▶ _Selected text_:
START
Monday Sep 02, 2013

READ_ME_FIRST: What Do I Do With All Of Those SPARC Threads?

This is a technical white paper with a fairly challenging title, but it actually describes the contents quite well.

We wrote this paper because the new SPARC T5 and M5 Oracle servers provide so much main memory plus so many cores and threads that one may wonder how to manage and deploy such a kind of system. They're pretty unique in the market.

This is why we joined forces and set ourselves the goal of providing a holistic view on this topic.

The paper is written in a modular way and readers can select the individual topics they're interested in, but of course we hope you'll read it front to back and find it useful. Perhaps the Glossary at the end comes in handy too. 

The first part covers the processor and system architectures, but only to the extent we felt is needed for the remainder of the paper. There are several other white papers that go into an awful lot more detail on this.

The next part targets those (thinking about) developing parallel applications and looking for tips and tricks what choices need to be made and how to make real world codes scale. That is no mean feat, but rewarding and long lasting. Think about it. The trend is upward and the size of systems can be expected to continue to scale up. Any investment done today in improving scalability is going to help. There is a learning curve as well and the sooner one begins, the better.

We feel these chapters are however also of use to those not directly involved writing parallel code. It helps to understand what happens under the hood and may explain things one has observed experimentally. For example why there may be a diminishing return on adding more and more threads.

The third part covers the virtualization features available and how these can be used to configure the system to the needs. Perhaps to run legacy applications that require an older software environment and do this side by side with applications running in a more modern environment. On top of that, each of such applications can be multi-threaded, providing the optimal configuration per application.

The paper concludes with a brief coverage of key Solaris features. Not everybody realizes the importance of a scalable OS and how much on-going engineering investment is needed to continue to improve the scalability of Solaris.

We hope you find this technical white paper useful and of course feedback is encouraged! 

Sunday Dec 05, 2010

Video Lectures on Parallel Programming

A series of 7 short video introductions into parallel programming are now available on line. They can be viewed here. Each video is about 10-15 minutes long and covers a specific topic, or topics. Although it is recommended to view them in sequence, this is not required.

The slides are available as well and can be downloaded from the same web page.

Readers interested in these topics may also want to take a look at the "Parallel Programming with Oracle Developer Tools" white paper. There is little overlap between the two. The videos cover the big picture, whereas the paper goes into much more detail on the programming aspects.


The first video sets the stage. It covers the more general topic of application performance tuning, summarizing the different ways how to optimize an application, with parallelization being one of them.

The second video is about multicore architectures. The main purpose of this talk is to underline that multicore is here today and supported by all major microprocessor manufacturers. Admittedly, the processors covered here have been replaced by their respective successors, but that is in the nature of the beast. This topic is after all a moving target, since new microprocessors appear on the horizon all the time. For the purpose of the talks given here, the processor details are not relevant however. Of course there is an impact on the performance, but when parallelizing an application, the details of the processor architecture need not be taken into account.

The most important thing to realize is that there are three features that are going to stay for a long time to come. First of all, multicore is not going to go away; developers can count on any new general purpose microprocessor to support parallel execution in hardware. Secondly, not only does the number of threads continue to increase, the cost of a thread continues to come down too.
END
(Entries from a dataset)
START
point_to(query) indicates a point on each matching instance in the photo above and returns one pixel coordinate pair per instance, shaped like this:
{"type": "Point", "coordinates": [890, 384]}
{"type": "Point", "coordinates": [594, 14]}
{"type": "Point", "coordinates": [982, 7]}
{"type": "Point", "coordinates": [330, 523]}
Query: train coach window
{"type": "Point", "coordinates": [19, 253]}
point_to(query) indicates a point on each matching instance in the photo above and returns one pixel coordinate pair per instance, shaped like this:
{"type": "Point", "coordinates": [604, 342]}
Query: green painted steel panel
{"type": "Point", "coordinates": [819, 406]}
END
▶ _What this exercise asks_:
a) Edit the blog text on SPARC servers and parallel programming: give everything from "We hope you find" down to "is not required." again, with "feedback" replaced by "comments".
b) In the blog text on SPARC servers and parallel programming, how long is each of the video introductions?
c) Continue the blog text on SPARC servers and parallel programming from the point where it stops.

▶ _Task-by-task answers_:
a)
We hope you find this technical white paper useful and of course comments is encouraged! 

Sunday Dec 05, 2010

Video Lectures on Parallel Programming

A series of 7 short video introductions into parallel programming are now available on line. They can be viewed here. Each video is about 10-15 minutes long and covers a specific topic, or topics. Although it is recommended to view them in sequence, this is not required.

b) Each video is about 10 to 15 minutes long.

c)
The next video covers parallel architectures. There are even more different architectures than processors. This is why the systems described here are generic and covered at the block diagram level. The goal is to help understand at a high level what the differences between an SMP system, a single/multi core cluster and a cc-NUMA system are.

Video number 4 is another conceptual talk, but with an exclusive focus on parallel programming. This is where you'll find more about topics like threads, parallel overheads and Amdah'ls law.

By then, all necessary information to get started writing a parallel program has been covered and it is high time to dig deeper into parallel programming.

The fifth video covers the Message Passing Interface (MPI) in some detail. This is a widely used distributed memory model, targeting a cluster of systems.  MPI has been around for quite some time, but is still alive and kicking. Many recent other distributed memory programming models (e.g. CUDA) rely on the same principles. This is why the information presented here is of more general use than to those only interested in using MPI.

The next video is about shared memory parallel programming, starting with automatic parallelization. Often overlooked, but absolutely worth giving a try. The mechanism is simply activated by using the appropriate option on the compiler. Success or failure depends on many factors, but compiler technology continues to improve and can handle increasingly complex code structures.

OpenMP is  the second shared memory model covered in this video. It is a mature and easy to use directive based model to explicitly parallelize applications for multicore based systems. Due to the multicore revolution, interest in OpenMP has never been as strong as it is today.

Clusters of multicore based systems are more and more common. The question is how to program them. This is where the Hybrid Parallel Programming model comes into the picture. It is the topic of the short 7-th video. With a Hybrid model, a distributed memory model (like MPI) is used to parallelize the application across the nodes of the cluster. Within the node one can either use MPI (or a similar model) again, but since the overhead of such models tends to be relatively high, a more lightweight model like OpenMP (or a native threading model like POSIX threads) is often more efficient.

This last video only touches upon this important and interesting topic. Those interested to learn much more about it may want to read the appropriate chapters in my white paper on parallel programming.

The title of this 7-th talk includes "What's Next?". It is very hard to predict what's down the road two or more years from now, but it is very safe to assume that parallel computing is here to stay and will only get more interesting. Anybody developing software is strongly advised to look into parallel programming as a way to enhance the performance of his or her application.


I would like to acknowledge Richard Friedman and Steve Kimmey at Oracle, as well as Deirdré Straughan (now at Joyent) for their support creating these videos and to make them available to a wide audience.

Sunday May 09, 2010

Parallel Programming with Oracle Developer Tools

Multicore? Threads? Parallel Programming Models? OpenMP? MPI? Parallel Architectures? Amdahl's Law? Efficiency? Overhead?

If you're interested in what these mean, plus other topics fundamental to parallel programming, read on!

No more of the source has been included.